_WORK INSTRUCTIONS_
Set every record down again exactly. Do not carry over the pictures.

=-=-=-=-=

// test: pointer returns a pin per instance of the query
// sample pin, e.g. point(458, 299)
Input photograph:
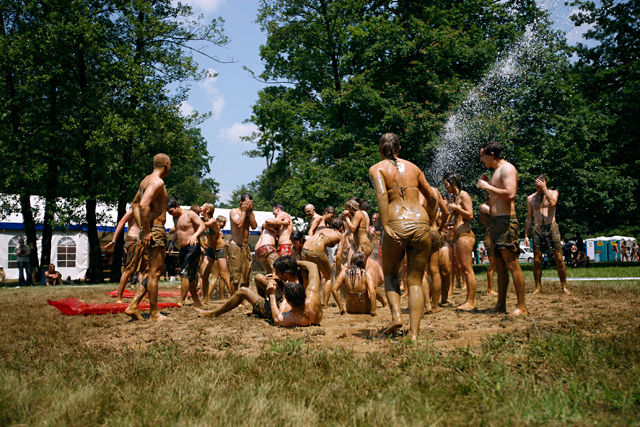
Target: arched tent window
point(66, 252)
point(13, 258)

=-=-=-=-=

_FINISHED TASK_
// test: pointer returns a pin per instance of the query
// sample pin, e.g. point(458, 299)
Input photograph:
Target: arched tent window
point(66, 252)
point(13, 258)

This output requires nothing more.